French mathematician who has been called the founder of the modern theory of numbers


Pierre de Fermat
“Posterity will thank me”

Illustrated Quote - Medium (500 x 250 px)

“Perhaps, posterity will thank me for having shown that the ancients did not know everything.”
— Pierre de Fermat
In letter (Aug 1659) to Pierre de Carcavi.

More Pierre de Fermat quotes on science >>

In Aug 1659, a few years before he died, Pierre de Fermat wrote a letter to Pierre de Carcavi, titled “Relation des Nouvelles Découvertes en la Science des Nombres” (Account of New Discoveries in the Science of Numbers), which he ended with this thought about his mathematical endeavour:

“Et peut-être la posterité me saura gré de lui avoir fait connaître que les Anciens n’ont pas tout su,…”

Translated from its original French, we recognize it as the familiar quotation:

“And perhaps, posterity will thank me for having shown that the ancients did not know everything,…”

In his letter, Fermat continued this final sentence, writing:

…“et cette relation pourra passer dans l'esprit de ceux qui viendront après moi pour traditio lampadis ad filios, comme parle le grand Chancelier d'Angleterre, suivant le sentiment et la devise duquel j'ajouterai:

Multi pertransibunt et augebitur scientia.

Assisted by Google, Webmaster translates this roughly as:

…and this account will reach the minds of those who come after me for traditio lampadis ad filios as saith the great English Chancellor, with the sentiment and the motto which I will add:

Multi pertransibunt et augebitur scientia.

The first quote in Latin, traditio lampadis ad filios (Delivery of the Lamp to the Sons) was written by Sir Francis Bacon, Lord Chancellor of England, when describing the transfer of knowledge, (seen as a title in Bacon’s Sixth Book of the 1623 “De Augmentis,” discussing delivery of secret knowledge).

*SET TASKS:*
1 - Please transcribe the Fermat passage from "French mathematician who" up to and including "(500 x 250 px)".
2 - Decide whether each statement agrees with the Fermat passage, answering yes or no and quoting the words that settle it: (a) Fermat wrote the letter to Pierre de Carcavi in Aug 1659. (b) The phrase traditio lampadis ad filios was written by Sir Francis Bacon. (c) Webmaster translated the letter's continuation without any help.
3 - Turn the paragraph of the Fermat passage that begins "The first quote in Latin" into a short list that keeps its main facts.

*MATERIAL SHOWN:*
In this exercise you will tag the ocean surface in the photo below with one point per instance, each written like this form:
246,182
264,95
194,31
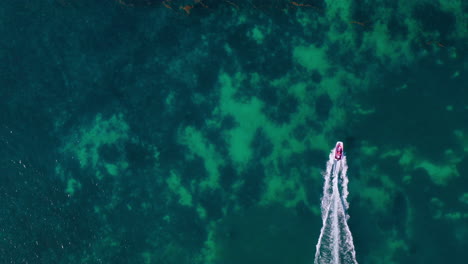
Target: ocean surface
197,131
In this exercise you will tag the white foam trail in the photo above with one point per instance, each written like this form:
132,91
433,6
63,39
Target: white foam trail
335,244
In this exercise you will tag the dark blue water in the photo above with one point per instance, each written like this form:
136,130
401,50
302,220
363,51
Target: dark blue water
144,131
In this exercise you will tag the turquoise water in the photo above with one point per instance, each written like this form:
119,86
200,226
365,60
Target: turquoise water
144,131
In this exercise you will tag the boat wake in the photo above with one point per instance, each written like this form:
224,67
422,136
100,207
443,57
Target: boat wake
335,244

*WORKED ANSWERS:*
1 -
French mathematician who has been called the founder of the modern theory of numbers


Pierre de Fermat
“Posterity will thank me”

Illustrated Quote - Medium (500 x 250 px)

2 -
(a) Yes: "In Aug 1659, a few years before he died, Pierre de Fermat wrote a letter to Pierre de Carcavi"
(b) Yes: "traditio lampadis ad filios (Delivery of the Lamp to the Sons) was written by Sir Francis Bacon, Lord Chancellor of England"
(c) No: "Assisted by Google, Webmaster translates this roughly as"

3 -
- Phrase: traditio lampadis ad filios ("Delivery of the Lamp to the Sons")
- Author: Sir Francis Bacon, Lord Chancellor of England
- Context: describing the transfer of knowledge
- Where it appears: as a title in Bacon's Sixth Book of the 1623 "De Augmentis," which discusses delivery of secret knowledge